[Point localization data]
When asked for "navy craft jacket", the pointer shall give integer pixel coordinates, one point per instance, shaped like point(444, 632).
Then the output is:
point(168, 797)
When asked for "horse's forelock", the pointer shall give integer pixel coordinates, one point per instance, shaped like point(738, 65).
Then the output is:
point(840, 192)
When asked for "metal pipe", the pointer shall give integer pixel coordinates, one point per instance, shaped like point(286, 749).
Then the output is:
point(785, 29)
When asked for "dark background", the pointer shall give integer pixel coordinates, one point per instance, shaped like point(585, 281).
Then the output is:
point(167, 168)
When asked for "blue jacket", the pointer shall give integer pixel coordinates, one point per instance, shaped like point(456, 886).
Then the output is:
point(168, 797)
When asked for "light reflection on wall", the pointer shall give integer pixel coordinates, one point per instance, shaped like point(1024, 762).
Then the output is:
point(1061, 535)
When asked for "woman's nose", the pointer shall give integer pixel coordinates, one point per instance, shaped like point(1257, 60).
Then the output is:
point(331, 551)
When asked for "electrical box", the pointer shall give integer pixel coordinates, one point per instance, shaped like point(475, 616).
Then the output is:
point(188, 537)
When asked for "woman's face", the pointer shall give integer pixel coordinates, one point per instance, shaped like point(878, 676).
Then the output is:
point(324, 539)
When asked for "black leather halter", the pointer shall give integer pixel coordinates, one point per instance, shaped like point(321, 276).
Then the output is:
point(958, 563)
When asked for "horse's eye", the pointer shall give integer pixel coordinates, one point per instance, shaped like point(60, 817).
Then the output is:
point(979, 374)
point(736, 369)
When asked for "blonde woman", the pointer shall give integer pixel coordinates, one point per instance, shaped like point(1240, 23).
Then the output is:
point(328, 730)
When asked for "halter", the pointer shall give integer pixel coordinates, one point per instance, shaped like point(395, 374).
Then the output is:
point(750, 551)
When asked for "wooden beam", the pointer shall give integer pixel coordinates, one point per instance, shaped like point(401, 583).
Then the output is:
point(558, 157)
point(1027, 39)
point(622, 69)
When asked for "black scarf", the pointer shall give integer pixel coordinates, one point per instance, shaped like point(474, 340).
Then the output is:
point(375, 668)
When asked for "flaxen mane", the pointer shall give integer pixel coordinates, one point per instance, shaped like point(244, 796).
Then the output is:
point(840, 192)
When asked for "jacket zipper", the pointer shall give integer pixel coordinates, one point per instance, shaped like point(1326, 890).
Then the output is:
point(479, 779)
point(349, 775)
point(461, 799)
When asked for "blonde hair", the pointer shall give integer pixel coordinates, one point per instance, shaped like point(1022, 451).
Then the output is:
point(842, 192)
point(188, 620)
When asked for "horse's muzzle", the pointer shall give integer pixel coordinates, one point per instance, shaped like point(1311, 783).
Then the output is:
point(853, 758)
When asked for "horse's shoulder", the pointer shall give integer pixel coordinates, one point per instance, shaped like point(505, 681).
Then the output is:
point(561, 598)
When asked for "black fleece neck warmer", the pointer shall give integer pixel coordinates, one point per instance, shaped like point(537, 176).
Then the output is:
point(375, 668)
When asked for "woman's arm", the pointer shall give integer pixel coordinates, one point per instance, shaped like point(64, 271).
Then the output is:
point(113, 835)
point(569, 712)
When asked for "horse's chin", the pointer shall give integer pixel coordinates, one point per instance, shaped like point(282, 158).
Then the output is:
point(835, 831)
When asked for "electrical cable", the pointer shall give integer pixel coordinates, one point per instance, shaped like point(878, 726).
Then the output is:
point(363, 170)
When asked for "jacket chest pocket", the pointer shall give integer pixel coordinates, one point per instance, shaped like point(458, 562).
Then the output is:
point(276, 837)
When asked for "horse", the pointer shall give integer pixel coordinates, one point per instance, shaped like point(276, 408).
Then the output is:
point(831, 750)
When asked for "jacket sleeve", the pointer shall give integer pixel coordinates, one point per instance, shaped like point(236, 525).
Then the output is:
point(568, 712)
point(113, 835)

* * *

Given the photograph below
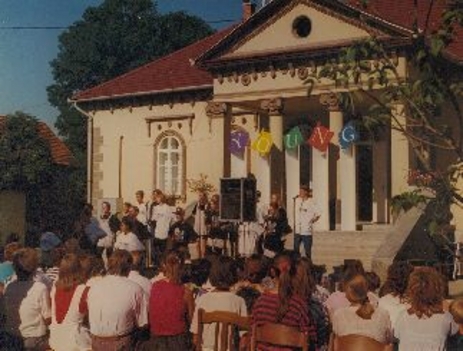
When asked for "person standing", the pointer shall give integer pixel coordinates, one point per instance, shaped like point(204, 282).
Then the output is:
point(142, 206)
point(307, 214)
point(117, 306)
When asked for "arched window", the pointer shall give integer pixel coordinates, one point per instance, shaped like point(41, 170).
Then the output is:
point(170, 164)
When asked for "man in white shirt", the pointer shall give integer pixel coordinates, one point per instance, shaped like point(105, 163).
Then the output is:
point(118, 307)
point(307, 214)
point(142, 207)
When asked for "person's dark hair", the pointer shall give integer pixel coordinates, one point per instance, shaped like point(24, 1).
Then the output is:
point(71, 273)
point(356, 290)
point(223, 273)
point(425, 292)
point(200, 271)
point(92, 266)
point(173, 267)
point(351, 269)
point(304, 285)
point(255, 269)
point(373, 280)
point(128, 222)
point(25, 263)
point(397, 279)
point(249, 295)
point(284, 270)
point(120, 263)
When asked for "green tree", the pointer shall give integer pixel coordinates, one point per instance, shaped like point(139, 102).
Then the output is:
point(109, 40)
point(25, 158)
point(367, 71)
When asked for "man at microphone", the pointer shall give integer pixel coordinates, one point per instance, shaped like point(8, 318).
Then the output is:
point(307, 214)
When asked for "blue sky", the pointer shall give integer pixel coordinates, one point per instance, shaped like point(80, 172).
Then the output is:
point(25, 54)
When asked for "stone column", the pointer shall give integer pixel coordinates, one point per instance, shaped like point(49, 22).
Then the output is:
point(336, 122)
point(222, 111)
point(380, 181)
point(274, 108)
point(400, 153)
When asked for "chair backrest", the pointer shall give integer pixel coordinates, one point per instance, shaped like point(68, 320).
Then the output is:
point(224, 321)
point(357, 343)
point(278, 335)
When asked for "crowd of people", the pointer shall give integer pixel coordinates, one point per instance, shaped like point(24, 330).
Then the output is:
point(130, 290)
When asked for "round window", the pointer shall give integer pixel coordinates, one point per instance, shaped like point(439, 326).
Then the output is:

-- About this task --
Wherever a line contains the string "electrical", copy that line from the data.

-- Exercise result --
When asked for "electrical box", the pointer shall give integer pixel coordinates, one point per instance, shaped like point(475, 616).
When asked for "electrical cable", the pointer shall give integer pixel coordinates, one point per instance, shaped like point(878, 726).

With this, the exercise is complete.